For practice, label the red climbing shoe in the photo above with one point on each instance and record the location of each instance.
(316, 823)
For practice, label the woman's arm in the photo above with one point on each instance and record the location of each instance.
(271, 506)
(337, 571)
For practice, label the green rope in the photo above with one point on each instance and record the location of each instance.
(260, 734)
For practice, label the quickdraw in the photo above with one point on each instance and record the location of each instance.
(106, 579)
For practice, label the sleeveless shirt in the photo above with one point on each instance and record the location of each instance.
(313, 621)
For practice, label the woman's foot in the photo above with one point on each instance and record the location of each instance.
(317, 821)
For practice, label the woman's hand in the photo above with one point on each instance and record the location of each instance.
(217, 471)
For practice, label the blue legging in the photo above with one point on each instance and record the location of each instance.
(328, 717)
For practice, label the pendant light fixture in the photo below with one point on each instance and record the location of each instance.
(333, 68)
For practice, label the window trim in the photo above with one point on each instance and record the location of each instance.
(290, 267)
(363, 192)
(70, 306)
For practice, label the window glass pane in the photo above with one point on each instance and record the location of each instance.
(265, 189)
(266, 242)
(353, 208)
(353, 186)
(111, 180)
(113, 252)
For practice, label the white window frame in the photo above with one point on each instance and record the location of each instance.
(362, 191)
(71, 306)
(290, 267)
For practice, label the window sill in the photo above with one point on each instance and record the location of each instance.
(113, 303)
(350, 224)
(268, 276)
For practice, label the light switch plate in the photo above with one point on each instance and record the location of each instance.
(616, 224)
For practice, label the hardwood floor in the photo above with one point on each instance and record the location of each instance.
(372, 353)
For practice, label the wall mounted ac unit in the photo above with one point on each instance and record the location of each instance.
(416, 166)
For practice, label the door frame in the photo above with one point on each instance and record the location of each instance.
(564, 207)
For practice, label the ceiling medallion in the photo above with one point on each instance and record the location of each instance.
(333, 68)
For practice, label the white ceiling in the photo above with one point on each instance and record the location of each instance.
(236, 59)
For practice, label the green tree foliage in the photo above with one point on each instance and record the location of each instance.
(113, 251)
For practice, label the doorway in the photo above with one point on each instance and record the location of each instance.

§ §

Repeat, character for character, the lines from the one that holds "For practice, label the light" to the final line of the material, inclusive, and no other lines.

For practice, label the light switch plate in the photo above with one point on each instance and record the location of each instance.
(616, 224)
For practice, label the hardwood floor in the photo above with one point on each instance and record the location of each instance.
(372, 353)
For practice, label the wall mounted ac unit in the photo above with one point on each instance and record the location of each instance.
(416, 166)
For practice, label the door frame in the photo above with one point on each instance and record the location of each instance.
(564, 207)
For practice, label the ceiling medallion in the photo above with one point on each instance and record the location of each instance.
(333, 68)
For practice, label the white ceiling in the photo above with one point on each instance and record the location of each instance.
(236, 59)
For practice, label the green tree foliage in the photo above with one point on each instance and record the location of each instance.
(113, 251)
For practice, label the doorway in the photo above with one point on each instance and record the location of each instance.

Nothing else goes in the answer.